» Exercise prompt
Return each line of the records below that contains the word "chair".

-*-*-

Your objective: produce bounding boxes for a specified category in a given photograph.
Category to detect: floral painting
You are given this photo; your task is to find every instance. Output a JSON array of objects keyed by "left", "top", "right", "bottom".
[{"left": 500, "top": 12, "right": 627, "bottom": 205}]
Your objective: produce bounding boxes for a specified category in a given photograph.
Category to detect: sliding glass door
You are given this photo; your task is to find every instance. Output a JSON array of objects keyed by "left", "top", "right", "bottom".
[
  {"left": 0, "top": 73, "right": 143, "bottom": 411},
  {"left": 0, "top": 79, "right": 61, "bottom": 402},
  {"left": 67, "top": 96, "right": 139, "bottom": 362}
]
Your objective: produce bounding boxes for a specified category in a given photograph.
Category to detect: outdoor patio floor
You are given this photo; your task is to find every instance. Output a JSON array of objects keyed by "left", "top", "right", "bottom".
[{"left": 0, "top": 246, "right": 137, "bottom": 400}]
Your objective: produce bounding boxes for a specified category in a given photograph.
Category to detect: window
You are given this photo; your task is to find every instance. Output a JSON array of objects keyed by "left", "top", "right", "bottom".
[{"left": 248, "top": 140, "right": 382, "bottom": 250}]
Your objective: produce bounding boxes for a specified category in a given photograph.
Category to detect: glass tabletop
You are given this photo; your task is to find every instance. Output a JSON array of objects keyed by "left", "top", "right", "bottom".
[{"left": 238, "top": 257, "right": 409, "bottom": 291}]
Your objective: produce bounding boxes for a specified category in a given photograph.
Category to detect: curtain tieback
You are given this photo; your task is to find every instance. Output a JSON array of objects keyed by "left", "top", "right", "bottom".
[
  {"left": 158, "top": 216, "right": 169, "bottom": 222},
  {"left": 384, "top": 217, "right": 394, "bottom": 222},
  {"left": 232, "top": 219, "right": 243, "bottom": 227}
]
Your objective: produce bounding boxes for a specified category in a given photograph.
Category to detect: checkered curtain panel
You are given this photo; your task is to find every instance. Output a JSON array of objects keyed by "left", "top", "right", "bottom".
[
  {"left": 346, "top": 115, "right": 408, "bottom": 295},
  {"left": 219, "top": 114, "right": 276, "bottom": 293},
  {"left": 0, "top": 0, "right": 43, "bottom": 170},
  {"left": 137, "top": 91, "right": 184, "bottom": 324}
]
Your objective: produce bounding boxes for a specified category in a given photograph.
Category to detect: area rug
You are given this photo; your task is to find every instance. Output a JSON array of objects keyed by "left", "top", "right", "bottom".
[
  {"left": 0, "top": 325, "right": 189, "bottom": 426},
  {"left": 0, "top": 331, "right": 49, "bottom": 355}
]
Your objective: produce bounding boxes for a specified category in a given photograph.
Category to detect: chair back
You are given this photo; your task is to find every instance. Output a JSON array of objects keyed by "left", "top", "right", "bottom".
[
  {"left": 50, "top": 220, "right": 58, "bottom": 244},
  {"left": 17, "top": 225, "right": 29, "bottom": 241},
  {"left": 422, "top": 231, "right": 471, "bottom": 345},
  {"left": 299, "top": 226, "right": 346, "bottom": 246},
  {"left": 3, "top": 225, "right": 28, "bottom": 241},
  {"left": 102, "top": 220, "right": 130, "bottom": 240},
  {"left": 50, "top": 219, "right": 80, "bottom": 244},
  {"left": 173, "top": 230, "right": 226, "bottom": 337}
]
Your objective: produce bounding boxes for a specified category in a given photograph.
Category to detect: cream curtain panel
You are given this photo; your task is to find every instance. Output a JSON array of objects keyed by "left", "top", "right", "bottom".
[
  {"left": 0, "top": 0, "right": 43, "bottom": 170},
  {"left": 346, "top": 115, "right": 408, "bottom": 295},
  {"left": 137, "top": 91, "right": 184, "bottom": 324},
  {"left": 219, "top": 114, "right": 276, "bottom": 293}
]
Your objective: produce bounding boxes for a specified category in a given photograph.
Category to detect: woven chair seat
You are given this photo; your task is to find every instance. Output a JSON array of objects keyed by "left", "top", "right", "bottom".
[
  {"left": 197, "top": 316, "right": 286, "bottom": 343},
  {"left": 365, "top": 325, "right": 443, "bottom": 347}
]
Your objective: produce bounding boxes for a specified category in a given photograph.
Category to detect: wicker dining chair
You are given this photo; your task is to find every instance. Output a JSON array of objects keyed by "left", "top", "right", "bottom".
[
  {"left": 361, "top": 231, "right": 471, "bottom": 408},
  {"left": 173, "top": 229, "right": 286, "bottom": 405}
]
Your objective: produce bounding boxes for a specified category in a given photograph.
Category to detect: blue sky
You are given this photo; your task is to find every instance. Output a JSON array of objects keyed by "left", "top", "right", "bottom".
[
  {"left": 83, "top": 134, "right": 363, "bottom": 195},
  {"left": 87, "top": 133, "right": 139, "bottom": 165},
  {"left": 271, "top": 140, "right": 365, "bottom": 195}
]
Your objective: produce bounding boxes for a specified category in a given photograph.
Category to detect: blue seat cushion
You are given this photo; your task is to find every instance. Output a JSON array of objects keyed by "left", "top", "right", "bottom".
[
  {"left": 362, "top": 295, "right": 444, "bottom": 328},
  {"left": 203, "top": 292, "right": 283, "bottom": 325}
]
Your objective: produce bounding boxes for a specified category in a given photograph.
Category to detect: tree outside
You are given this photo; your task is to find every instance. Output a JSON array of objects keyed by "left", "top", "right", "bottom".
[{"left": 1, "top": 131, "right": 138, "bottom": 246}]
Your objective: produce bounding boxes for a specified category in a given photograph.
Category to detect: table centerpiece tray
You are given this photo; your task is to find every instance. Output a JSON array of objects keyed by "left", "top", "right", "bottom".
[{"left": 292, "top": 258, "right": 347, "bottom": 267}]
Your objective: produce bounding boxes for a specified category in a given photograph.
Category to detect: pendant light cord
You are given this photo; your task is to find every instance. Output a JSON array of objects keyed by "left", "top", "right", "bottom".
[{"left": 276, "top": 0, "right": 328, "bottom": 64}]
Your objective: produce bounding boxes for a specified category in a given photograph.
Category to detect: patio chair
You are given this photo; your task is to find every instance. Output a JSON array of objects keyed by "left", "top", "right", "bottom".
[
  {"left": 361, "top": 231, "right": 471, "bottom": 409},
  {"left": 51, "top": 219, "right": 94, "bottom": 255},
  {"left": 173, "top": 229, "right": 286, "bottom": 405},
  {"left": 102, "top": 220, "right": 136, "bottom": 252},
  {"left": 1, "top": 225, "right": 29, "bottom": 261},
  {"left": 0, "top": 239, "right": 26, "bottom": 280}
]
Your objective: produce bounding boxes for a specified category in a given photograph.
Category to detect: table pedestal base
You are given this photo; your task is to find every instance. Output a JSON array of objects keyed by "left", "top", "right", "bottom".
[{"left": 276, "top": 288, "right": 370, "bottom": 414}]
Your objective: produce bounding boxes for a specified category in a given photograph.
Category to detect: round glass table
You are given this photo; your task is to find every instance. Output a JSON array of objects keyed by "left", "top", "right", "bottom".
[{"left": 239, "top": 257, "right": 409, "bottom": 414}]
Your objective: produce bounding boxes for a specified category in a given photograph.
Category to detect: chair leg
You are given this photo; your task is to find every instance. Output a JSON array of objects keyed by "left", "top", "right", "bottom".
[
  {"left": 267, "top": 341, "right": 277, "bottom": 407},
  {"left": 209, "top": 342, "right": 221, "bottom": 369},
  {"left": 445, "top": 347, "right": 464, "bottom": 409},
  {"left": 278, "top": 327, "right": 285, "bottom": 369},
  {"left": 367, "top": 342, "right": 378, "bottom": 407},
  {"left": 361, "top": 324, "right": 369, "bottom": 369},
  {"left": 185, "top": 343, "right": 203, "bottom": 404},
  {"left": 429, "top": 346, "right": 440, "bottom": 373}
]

-*-*-

» Solution to the exercise
Category to detect: chair back
Category to detect: woven chair seat
Category to detect: wicker dining chair
Category to detect: patio chair
Category to detect: chair leg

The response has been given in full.